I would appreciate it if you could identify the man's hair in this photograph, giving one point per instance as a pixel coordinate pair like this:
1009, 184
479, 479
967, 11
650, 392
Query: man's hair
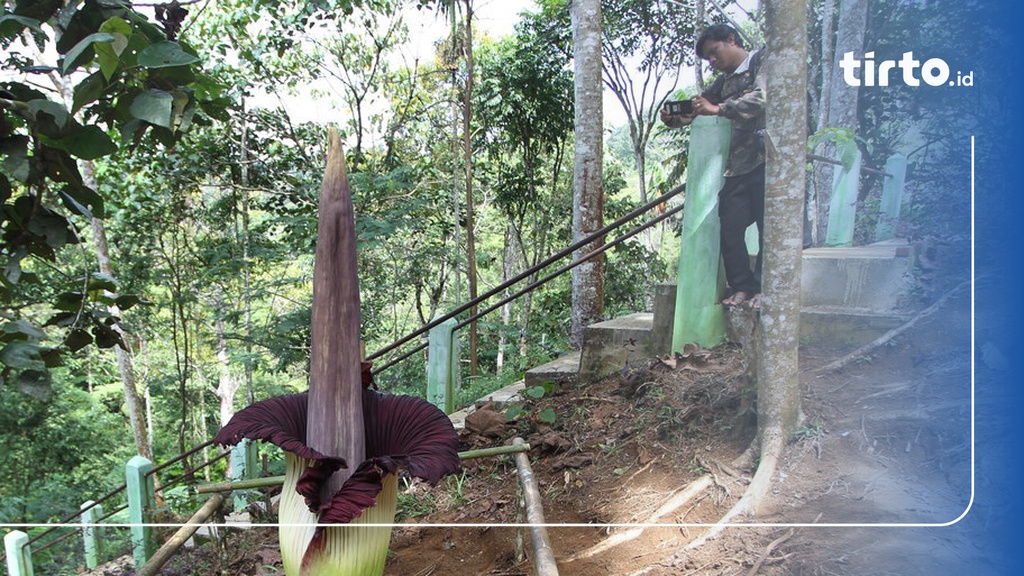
720, 32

_ _ _

- **WHAT TO DO**
Output the material above word for word, leaving out the pictures.

- **CORRECT ANSWER**
I would appreciate it if you could identify the man's hair in this photograph, giving one point per instance as a pixel coordinate pair like this:
1009, 184
479, 479
967, 11
650, 392
Query: man's hair
720, 32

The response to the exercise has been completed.